Directions: Find every line in the records below that contains the word "after", and copy each of those lines.

Data shown:
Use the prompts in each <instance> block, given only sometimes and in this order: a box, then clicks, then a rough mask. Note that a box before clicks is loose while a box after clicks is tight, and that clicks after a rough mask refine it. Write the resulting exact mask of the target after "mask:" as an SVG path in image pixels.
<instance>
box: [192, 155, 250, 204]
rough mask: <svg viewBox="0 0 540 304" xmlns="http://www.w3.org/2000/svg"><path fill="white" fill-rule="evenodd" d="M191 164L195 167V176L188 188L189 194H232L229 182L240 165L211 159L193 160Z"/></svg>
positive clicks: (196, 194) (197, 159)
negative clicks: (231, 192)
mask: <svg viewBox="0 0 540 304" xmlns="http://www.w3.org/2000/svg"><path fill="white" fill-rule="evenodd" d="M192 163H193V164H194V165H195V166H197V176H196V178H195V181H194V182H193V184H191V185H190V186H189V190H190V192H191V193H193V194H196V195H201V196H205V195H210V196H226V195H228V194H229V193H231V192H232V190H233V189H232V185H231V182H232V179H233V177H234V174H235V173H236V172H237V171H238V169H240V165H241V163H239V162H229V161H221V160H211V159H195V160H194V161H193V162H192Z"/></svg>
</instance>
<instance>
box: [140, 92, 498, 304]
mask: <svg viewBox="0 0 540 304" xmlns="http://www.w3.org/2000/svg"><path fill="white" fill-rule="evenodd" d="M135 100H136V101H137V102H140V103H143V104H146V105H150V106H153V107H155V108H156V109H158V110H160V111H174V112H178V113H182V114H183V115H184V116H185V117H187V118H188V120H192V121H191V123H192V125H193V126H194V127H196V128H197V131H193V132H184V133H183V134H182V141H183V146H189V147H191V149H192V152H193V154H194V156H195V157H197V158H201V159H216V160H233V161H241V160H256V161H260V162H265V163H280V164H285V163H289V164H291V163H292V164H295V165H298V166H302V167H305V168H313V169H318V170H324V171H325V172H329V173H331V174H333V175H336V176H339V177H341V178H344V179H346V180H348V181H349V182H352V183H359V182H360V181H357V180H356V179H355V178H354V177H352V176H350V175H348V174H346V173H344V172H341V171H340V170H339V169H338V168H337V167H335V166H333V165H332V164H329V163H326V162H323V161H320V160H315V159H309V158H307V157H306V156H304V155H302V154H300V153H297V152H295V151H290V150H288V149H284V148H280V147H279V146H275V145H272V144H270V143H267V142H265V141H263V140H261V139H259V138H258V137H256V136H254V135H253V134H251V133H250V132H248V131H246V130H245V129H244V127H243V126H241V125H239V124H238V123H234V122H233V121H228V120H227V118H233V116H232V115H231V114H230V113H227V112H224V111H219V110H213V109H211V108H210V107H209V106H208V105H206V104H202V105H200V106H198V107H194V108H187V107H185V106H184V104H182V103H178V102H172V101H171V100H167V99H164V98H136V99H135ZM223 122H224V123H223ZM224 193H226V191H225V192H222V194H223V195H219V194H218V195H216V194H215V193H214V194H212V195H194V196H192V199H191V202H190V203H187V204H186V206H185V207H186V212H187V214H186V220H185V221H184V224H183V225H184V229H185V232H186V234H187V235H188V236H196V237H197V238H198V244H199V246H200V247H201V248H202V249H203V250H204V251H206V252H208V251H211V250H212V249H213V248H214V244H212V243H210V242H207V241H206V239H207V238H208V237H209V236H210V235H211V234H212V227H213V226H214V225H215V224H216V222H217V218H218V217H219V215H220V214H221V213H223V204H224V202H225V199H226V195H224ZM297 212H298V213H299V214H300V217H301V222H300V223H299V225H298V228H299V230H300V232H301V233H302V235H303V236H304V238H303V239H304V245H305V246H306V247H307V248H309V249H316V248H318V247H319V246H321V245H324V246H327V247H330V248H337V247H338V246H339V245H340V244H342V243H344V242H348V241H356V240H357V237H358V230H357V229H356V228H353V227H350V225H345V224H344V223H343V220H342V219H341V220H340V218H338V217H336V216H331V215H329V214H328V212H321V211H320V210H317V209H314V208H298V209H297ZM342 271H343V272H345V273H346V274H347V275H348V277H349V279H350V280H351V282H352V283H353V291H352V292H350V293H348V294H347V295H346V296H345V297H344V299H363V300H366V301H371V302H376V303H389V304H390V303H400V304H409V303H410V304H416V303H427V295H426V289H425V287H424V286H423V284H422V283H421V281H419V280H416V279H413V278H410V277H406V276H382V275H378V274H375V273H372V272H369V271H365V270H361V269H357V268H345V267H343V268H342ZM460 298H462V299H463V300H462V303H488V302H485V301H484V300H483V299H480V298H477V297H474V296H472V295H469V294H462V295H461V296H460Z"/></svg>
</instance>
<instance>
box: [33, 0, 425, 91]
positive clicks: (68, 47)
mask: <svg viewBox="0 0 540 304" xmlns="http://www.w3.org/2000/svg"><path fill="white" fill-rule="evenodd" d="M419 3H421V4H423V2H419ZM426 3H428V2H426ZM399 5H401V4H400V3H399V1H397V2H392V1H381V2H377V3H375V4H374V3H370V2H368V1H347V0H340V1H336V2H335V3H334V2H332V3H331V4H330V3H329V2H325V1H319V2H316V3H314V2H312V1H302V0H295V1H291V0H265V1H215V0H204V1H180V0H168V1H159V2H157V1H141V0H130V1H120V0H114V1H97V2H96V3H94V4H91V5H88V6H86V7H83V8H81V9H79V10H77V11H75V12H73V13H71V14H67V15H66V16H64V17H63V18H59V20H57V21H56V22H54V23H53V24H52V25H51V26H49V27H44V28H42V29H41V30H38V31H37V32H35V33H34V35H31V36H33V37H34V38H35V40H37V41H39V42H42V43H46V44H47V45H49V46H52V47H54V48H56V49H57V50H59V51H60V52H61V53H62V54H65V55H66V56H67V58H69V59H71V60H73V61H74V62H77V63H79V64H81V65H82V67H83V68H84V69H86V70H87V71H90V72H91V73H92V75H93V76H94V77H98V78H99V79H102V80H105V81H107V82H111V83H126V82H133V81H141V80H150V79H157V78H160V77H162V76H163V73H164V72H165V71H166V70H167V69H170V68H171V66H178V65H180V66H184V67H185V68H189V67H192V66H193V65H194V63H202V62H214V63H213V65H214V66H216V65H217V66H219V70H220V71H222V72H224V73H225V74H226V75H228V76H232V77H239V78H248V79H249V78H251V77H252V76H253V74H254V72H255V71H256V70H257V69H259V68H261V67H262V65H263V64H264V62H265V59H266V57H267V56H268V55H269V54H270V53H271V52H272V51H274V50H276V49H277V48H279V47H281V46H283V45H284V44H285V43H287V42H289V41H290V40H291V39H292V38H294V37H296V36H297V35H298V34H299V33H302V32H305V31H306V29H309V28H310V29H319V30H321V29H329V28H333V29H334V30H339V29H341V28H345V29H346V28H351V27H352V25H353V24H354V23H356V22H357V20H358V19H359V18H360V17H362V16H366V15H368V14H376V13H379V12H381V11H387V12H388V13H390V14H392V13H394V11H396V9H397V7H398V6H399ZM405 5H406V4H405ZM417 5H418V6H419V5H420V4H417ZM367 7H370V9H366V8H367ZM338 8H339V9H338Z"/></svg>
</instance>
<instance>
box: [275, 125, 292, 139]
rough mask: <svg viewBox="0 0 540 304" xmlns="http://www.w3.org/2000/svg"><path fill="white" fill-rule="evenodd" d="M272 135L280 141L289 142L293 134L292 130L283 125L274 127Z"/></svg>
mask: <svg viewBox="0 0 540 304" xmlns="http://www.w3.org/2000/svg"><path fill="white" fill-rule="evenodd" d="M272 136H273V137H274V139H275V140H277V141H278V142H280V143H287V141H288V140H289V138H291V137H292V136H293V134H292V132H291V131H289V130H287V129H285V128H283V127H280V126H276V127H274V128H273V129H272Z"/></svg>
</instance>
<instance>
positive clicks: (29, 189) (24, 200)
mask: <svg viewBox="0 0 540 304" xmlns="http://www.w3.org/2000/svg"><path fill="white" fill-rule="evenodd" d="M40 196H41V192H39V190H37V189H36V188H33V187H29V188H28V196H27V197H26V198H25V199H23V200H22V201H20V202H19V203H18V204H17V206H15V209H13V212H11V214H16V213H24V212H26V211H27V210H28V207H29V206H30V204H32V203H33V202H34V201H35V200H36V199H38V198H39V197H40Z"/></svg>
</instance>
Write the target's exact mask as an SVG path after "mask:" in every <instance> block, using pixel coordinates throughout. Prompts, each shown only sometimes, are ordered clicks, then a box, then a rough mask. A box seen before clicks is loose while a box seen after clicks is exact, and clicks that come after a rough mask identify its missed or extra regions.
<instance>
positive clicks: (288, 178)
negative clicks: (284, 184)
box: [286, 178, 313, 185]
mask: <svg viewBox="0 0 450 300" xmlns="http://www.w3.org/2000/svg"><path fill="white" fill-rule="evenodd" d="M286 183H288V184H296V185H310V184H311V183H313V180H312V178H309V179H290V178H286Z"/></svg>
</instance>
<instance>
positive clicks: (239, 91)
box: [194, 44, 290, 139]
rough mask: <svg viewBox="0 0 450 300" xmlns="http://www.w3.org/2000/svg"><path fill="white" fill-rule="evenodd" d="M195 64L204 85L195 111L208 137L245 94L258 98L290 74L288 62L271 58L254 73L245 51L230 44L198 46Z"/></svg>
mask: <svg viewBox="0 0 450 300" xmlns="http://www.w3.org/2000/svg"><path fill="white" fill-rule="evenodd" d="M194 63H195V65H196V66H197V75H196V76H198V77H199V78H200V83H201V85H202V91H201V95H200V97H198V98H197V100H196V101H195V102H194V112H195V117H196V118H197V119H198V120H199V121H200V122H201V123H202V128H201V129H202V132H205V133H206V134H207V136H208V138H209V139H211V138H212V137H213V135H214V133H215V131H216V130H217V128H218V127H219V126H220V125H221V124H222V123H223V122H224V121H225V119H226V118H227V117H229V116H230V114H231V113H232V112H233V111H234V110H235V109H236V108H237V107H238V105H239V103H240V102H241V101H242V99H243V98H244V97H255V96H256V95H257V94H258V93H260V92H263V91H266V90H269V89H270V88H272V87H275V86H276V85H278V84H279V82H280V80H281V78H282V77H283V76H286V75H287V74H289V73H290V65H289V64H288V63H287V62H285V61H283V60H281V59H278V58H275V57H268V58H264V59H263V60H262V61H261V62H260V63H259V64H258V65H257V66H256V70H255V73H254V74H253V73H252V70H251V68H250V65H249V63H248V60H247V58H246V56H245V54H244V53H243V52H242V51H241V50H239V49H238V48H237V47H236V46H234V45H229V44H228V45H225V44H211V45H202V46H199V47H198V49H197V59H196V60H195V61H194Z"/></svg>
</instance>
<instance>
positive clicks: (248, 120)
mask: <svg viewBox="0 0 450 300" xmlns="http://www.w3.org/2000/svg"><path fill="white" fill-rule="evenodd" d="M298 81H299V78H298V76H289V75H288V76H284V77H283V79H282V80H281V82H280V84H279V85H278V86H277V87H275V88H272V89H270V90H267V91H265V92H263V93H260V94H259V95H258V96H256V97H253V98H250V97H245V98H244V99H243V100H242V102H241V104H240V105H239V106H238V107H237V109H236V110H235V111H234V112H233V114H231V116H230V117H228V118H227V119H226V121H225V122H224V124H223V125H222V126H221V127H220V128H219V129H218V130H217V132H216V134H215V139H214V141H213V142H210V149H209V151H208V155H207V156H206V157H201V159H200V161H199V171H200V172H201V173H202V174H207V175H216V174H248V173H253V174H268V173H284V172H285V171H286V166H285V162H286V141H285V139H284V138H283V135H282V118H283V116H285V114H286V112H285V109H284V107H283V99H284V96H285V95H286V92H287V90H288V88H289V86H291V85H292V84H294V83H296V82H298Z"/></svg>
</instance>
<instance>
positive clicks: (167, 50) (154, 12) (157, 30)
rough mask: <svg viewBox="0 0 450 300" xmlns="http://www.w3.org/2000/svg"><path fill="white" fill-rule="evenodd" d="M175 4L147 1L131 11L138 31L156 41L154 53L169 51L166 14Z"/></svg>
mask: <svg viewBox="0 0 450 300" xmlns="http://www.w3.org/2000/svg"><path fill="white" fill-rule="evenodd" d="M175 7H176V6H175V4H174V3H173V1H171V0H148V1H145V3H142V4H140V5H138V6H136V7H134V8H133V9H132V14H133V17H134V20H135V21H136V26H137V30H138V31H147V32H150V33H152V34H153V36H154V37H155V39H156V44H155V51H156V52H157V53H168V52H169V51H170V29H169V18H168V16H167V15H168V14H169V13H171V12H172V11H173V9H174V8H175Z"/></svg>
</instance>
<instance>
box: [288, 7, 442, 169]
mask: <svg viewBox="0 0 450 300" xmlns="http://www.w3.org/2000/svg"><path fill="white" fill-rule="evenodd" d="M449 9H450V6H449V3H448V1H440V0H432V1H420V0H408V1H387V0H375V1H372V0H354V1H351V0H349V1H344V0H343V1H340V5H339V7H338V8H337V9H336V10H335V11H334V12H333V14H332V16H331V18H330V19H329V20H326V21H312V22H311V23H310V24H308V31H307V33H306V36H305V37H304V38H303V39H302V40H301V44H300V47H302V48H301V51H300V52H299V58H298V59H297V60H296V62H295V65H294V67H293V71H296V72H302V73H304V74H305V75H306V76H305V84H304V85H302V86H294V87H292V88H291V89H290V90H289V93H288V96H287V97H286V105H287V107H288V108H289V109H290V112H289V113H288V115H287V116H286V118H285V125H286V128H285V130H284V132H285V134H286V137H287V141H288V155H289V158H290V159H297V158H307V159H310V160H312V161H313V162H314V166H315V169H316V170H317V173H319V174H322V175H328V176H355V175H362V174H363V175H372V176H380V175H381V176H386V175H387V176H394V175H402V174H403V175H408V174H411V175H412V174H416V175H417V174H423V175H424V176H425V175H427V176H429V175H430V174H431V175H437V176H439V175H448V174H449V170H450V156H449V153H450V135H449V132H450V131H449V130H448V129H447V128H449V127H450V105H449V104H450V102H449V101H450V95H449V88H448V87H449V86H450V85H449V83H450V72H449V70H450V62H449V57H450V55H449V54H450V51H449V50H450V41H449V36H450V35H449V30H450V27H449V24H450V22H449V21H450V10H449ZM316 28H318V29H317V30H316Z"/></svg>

Task result:
Use the prompts in each <instance> block, given only sometimes and in this order: a box, then clicks, then a rough mask. Note that a box before clicks is loose while a box after clicks is tight, and that clicks after a rough mask refine it. Write the resulting exact mask of the target after "mask:" as an SVG path in image pixels.
Write the target's exact mask as an SVG path after "mask:" in every <instance> block, using pixel coordinates throughout. Prompts, each shown only sometimes, are ordered clicks, then a box, then a rough mask. A box seen before clicks is loose while a box seen after clicks is exact, and clicks that come after a rough mask identify its missed or extra regions.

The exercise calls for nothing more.